Coordinate annotation entries

◇ ◇ ◇ ◇ ◇

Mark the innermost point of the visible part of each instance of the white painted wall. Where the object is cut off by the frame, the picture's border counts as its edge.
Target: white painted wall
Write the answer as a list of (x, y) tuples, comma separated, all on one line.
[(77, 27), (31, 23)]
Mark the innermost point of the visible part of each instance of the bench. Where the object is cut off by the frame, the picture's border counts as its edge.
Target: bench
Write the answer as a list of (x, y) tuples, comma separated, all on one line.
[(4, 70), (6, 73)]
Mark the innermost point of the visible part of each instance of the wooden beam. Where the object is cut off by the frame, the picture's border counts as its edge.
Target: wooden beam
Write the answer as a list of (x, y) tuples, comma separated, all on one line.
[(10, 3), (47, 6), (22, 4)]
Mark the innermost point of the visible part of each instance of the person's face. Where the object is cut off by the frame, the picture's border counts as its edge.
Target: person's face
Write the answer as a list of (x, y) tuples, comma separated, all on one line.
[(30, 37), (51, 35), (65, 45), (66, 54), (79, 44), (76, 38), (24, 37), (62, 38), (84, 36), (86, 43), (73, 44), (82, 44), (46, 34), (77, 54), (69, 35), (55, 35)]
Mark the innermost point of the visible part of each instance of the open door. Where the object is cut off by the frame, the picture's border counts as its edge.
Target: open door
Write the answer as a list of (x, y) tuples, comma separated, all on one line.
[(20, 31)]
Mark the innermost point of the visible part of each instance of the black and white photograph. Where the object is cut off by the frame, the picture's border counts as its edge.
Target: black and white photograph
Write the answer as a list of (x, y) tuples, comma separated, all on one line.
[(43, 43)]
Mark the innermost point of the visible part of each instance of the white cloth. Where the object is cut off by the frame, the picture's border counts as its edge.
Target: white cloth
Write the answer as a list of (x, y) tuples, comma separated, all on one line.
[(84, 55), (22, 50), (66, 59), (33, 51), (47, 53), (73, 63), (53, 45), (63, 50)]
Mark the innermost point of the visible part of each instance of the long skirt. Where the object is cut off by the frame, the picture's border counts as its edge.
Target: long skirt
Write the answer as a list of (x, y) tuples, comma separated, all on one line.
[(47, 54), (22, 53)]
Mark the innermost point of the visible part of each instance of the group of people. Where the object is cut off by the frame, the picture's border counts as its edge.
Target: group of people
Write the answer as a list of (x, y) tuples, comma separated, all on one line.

◇ ◇ ◇ ◇ ◇

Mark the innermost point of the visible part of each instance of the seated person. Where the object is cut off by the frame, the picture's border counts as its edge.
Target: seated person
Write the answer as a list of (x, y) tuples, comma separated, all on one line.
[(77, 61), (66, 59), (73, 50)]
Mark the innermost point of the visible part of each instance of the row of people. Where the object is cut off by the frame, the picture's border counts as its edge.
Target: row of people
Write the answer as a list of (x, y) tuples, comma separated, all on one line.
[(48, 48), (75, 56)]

◇ ◇ ◇ ◇ ◇

Requirements: Copy out word for word the lines starting with the one containing "the white painted" and going on through the one containing "Target: white painted wall", both ends included.

Completed task:
Mark the innermost point of the visible part of each instance of the white painted wall. Where the object is cut off by the frame, the picture's border counts as its edge.
Target: white painted wall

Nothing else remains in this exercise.